> **WHAT YOU NEED TO DO**:
Your answer should consist of the lines in the following data that contain "front".
-----
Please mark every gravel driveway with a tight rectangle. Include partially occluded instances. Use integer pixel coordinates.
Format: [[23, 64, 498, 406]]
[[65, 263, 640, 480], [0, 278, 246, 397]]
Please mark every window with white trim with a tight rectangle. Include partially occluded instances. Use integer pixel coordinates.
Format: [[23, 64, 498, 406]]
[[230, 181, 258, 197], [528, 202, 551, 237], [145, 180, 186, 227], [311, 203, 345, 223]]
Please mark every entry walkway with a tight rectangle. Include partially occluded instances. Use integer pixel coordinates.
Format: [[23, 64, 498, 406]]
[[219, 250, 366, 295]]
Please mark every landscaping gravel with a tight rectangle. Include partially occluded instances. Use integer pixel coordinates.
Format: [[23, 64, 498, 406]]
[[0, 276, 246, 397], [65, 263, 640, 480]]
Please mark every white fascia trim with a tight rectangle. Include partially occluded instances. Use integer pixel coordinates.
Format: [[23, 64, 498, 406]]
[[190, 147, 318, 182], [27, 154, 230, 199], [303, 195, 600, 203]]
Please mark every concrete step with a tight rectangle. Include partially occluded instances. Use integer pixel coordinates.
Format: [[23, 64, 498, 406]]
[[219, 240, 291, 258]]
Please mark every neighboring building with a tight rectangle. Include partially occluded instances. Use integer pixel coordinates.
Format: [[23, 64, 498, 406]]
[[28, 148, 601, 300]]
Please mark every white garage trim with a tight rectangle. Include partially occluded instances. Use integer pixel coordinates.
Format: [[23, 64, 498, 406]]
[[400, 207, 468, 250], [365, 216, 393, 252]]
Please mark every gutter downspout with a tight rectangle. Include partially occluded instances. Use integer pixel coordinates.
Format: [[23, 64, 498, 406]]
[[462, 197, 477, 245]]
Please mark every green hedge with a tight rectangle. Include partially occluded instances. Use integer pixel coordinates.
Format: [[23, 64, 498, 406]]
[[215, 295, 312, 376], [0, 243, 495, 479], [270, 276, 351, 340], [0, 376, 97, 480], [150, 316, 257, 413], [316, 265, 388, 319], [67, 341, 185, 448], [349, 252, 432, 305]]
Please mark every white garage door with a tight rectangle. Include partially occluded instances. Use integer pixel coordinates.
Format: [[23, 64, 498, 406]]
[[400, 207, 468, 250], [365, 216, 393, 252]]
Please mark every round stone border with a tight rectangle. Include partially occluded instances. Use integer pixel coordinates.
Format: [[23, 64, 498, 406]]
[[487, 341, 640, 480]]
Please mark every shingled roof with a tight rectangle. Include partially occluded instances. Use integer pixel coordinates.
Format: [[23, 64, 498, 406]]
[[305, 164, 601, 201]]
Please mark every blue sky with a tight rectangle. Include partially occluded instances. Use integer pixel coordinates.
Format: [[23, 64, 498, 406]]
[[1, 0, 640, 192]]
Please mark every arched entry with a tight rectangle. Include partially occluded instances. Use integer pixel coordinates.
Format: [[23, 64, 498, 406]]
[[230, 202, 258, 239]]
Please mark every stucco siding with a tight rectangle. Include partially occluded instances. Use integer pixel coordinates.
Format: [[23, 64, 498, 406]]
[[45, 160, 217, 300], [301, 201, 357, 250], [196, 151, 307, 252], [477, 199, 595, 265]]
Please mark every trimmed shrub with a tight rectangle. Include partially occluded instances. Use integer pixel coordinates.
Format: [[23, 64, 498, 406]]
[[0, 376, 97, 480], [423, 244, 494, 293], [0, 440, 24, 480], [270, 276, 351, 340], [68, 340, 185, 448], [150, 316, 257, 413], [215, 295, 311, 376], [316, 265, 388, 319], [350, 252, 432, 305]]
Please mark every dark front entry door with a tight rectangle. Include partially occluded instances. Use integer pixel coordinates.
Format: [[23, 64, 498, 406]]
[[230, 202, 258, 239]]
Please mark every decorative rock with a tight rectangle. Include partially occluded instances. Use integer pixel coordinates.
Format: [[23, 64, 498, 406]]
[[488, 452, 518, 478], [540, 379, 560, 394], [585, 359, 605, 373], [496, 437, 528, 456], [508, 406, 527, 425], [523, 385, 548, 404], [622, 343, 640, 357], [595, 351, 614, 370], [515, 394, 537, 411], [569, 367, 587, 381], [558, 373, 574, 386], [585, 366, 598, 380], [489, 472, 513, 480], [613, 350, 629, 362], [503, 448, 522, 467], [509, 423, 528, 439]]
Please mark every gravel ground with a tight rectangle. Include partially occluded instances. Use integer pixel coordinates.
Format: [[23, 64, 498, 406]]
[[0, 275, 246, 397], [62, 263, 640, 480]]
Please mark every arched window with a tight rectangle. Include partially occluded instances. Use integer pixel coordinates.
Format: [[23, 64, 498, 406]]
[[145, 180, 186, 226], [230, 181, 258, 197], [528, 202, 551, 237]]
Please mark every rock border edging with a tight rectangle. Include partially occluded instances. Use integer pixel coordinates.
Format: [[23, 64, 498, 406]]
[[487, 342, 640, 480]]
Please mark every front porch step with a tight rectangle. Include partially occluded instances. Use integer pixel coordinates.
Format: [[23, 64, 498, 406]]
-----
> **RESULT**:
Please mark every dark front entry door with a tight rectangle. Include partially occluded instances. Use integer pixel coordinates.
Please mark every front porch step with a tight rectangle. Include partially occluded instances. Use integer pixel coordinates.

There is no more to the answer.